→ **REQUEST**:
Exclude the pictures, then copy all remaining records exactly.

→ **EXTRACTED DATA**:

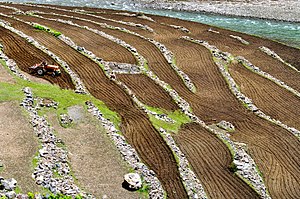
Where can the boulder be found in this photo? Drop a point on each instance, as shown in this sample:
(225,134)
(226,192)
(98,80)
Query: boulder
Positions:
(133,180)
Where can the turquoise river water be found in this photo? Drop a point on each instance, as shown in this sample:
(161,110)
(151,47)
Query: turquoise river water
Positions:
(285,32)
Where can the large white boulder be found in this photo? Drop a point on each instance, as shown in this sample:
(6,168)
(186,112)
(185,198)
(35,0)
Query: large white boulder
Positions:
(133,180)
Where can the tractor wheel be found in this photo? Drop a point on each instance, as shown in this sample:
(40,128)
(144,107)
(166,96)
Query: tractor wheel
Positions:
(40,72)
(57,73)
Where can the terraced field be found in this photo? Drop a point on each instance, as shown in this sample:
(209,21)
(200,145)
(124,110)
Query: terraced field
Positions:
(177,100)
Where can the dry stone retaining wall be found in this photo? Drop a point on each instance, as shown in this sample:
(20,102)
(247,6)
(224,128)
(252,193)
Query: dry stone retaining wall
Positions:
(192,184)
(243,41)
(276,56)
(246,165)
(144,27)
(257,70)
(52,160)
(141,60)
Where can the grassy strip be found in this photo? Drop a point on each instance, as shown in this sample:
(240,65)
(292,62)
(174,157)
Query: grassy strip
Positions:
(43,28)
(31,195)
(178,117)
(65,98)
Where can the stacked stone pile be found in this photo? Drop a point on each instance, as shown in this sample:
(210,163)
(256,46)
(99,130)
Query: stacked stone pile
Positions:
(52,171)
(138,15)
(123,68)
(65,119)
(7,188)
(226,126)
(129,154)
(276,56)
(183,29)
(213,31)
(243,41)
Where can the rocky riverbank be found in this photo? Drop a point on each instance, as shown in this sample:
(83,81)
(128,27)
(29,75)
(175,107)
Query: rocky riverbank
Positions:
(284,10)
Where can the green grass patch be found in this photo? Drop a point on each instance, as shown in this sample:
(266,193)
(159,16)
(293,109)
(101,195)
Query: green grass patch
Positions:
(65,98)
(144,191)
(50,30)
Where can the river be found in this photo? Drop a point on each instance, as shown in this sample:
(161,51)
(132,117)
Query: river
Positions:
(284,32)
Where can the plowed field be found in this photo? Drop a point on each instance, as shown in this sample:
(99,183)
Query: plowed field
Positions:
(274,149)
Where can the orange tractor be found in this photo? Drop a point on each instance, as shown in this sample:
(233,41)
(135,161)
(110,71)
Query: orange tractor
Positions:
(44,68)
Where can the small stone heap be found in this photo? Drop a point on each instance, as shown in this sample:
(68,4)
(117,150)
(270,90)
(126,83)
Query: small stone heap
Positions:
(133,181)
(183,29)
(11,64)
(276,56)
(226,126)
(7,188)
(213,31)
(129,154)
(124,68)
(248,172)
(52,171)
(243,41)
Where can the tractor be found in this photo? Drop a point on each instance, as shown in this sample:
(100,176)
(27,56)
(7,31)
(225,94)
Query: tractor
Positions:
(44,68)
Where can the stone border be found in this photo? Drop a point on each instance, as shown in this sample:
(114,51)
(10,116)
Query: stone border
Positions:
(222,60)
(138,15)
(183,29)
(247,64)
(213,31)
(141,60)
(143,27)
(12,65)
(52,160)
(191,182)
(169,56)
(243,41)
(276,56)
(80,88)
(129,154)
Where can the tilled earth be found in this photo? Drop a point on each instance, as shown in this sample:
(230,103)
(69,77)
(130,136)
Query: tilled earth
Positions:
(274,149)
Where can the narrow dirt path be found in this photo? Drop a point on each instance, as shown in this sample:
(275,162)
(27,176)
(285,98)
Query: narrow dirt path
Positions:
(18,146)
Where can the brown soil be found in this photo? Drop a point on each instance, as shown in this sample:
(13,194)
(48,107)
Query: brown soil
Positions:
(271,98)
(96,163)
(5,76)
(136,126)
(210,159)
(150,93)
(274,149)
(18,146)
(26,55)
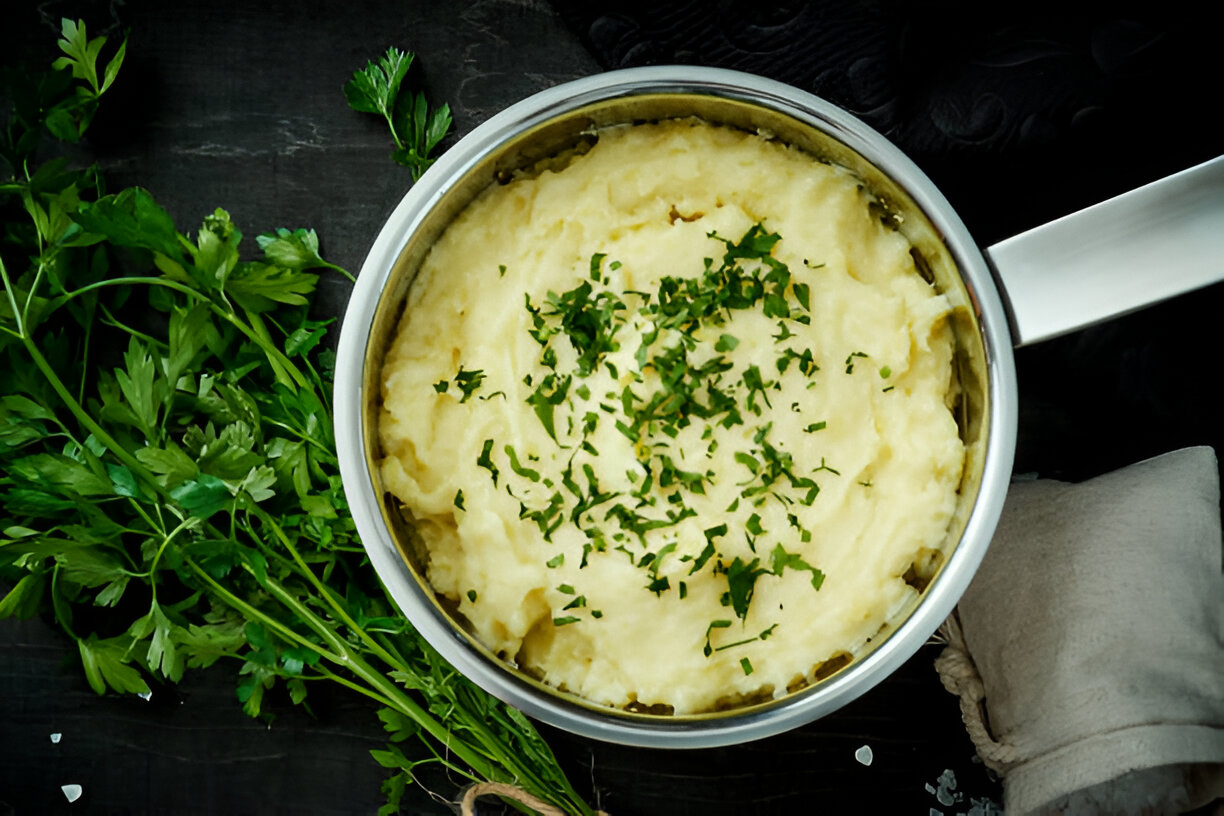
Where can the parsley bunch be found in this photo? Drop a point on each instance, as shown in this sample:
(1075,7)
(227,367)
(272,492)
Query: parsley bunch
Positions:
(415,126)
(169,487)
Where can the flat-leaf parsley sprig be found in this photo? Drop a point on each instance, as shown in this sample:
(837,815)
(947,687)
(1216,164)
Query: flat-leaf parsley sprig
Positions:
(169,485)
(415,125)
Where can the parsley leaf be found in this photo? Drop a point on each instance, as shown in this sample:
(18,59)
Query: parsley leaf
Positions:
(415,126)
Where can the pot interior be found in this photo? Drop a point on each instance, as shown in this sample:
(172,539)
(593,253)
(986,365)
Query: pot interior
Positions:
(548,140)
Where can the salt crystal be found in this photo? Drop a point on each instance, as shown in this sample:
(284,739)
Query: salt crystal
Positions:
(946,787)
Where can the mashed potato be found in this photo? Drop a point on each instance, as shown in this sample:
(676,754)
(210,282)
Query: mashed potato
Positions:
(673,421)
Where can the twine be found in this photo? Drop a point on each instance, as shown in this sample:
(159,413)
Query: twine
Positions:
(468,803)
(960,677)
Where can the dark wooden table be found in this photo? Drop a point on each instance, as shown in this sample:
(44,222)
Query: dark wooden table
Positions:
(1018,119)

→ **EXERCISE ANSWER**:
Where can the boulder be found in this photo? Drop a point on each instance, as shown in this sample:
(225,134)
(226,192)
(98,80)
Query: boulder
Positions:
(133,180)
Where can the turquoise river water be found in this photo? Drop a point on each instance, as shown in this sample:
(161,110)
(151,47)
Query: turquoise river water
Positions:
(285,32)
Where can the large white boulder be found in this photo? Drop a point on each instance, as shown in this sample:
(6,168)
(186,112)
(185,198)
(35,0)
Query: large white boulder
Positions:
(133,180)
Where can the tractor wheel be found in this photo? Drop a point on each instance, as shown in this sample:
(40,128)
(144,107)
(166,96)
Query: tractor wheel
Positions:
(40,72)
(57,73)
Where can the terraced field be found in this photo? Drop a point on each instance, as shown in this sample:
(209,21)
(200,145)
(124,110)
Query: terraced field
Positions:
(177,100)
Where can the dry stone retaining wall be found in this photo? Drop a point on each instance, as shown in this sample:
(20,102)
(247,6)
(224,128)
(252,193)
Query: dry stone retaining wall
Positions:
(192,184)
(243,41)
(276,56)
(246,165)
(144,27)
(257,70)
(52,160)
(141,60)
Where can the grassy strip be found in this photo? Drop a point on each instance, as shown in this sample:
(240,65)
(292,62)
(174,157)
Query: grassy strip
Positions:
(43,28)
(31,195)
(178,117)
(65,98)
Where can the stacked stone pile be found in this photo? Drop a point on each instance, as shown in this sample:
(210,163)
(256,46)
(99,130)
Query: stacked stone pile
Positions:
(52,171)
(138,15)
(123,68)
(65,119)
(7,188)
(226,126)
(129,154)
(276,56)
(183,29)
(213,31)
(243,41)
Where can the rocky riverbank be found in this photo? Drop a point on each instance, as shown in this sample:
(83,81)
(128,27)
(29,75)
(175,107)
Query: rocky riverbank
Positions:
(284,10)
Where can the green grass patch be found in this photo? Drop a point on each instance, as shown in this sample:
(266,193)
(159,16)
(293,109)
(101,195)
Query: green grass patch
Positions:
(65,98)
(144,191)
(50,30)
Where can the river be found in this photo? Drop a point on each instance, as shown in this sample:
(161,51)
(132,117)
Query: river
Positions:
(284,32)
Where can the plowed field be found in this photo? Drop a point on each instance, as shown in this sample:
(99,183)
Query: plowed field
Positions:
(274,149)
Where can the orange tractor be found in this photo? Drop a point on each instance, as shown in this sample:
(233,41)
(135,161)
(110,71)
Query: orange tractor
Positions:
(44,68)
Where can the small stone heap be found in this photo? Drop a point on each instance, as shown in this sample:
(68,4)
(117,150)
(270,90)
(126,83)
Query: small stone heap
Positions:
(133,181)
(183,29)
(11,64)
(276,56)
(226,126)
(7,188)
(213,31)
(129,154)
(124,68)
(248,172)
(52,171)
(243,41)
Where can the tractor be found in this photo? Drop a point on each instance, as shown in this sample:
(100,176)
(27,56)
(7,31)
(225,94)
Query: tractor
Positions:
(44,68)
Where can the stone border be found in this photo? Drop a point on each instance, as shown in this sample:
(114,51)
(10,116)
Query: stone border
Positions:
(222,60)
(138,15)
(183,29)
(247,64)
(213,31)
(141,60)
(143,27)
(12,65)
(52,160)
(191,182)
(169,56)
(243,41)
(276,56)
(80,88)
(129,154)
Where can the tilled earth be found in this photo? Drop a point on each instance, as shown in this sample:
(230,103)
(69,77)
(130,136)
Query: tilled earth
Positions:
(274,149)
Where can the narrow dirt path be found in this photo? Drop a point on each instance, as shown in this sample:
(275,162)
(27,176)
(285,98)
Query: narrow dirt path
Positions:
(18,146)
Where can the brown soil be found in this photo? Drop a point on each instance, as shown in this sample:
(13,194)
(48,107)
Query: brown soil
Positions:
(271,98)
(96,163)
(5,76)
(136,126)
(210,159)
(150,93)
(274,149)
(18,146)
(26,55)
Where can the parsley bunch be found in this photo? Drop a point on each instance, as shown in this sample:
(1075,7)
(227,367)
(272,492)
Query: parsley bunch
Positions:
(415,126)
(169,487)
Where can the flat-leaf parsley sprig be found in this photo? Drop a point on each instance, as shown in this sample:
(837,815)
(947,687)
(1216,164)
Query: flat-leaf parsley sprig
Positions:
(169,485)
(415,125)
Where can the parsley leaf be found in this photo? Drop a point on each instance, as shown in this sample:
(18,59)
Query: parsley leaf
Positions:
(415,126)
Where can the pot interior be found in this photo? Drop a point on each instance, as shown in this sample:
(172,539)
(593,253)
(986,365)
Query: pot interior
Positions:
(548,140)
Where can the salt crystal be found in this photo? Drop a point on each instance, as shown in this sample:
(284,739)
Query: salt crystal
Positions:
(946,787)
Where can the mashed potato be found in this photo? Drop a point on each instance, as shown in this sample:
(676,754)
(210,282)
Query: mashed potato
Positions:
(673,421)
Where can the twine be found in this photo? Drop a point on each instance, as shown in this sample:
(159,413)
Query: twine
Positions:
(468,803)
(960,677)
Where can the dark wooden table be found in this photo? Drop a point on each instance, as shown in this sample:
(44,222)
Query: dark wooden table
Positions:
(1018,119)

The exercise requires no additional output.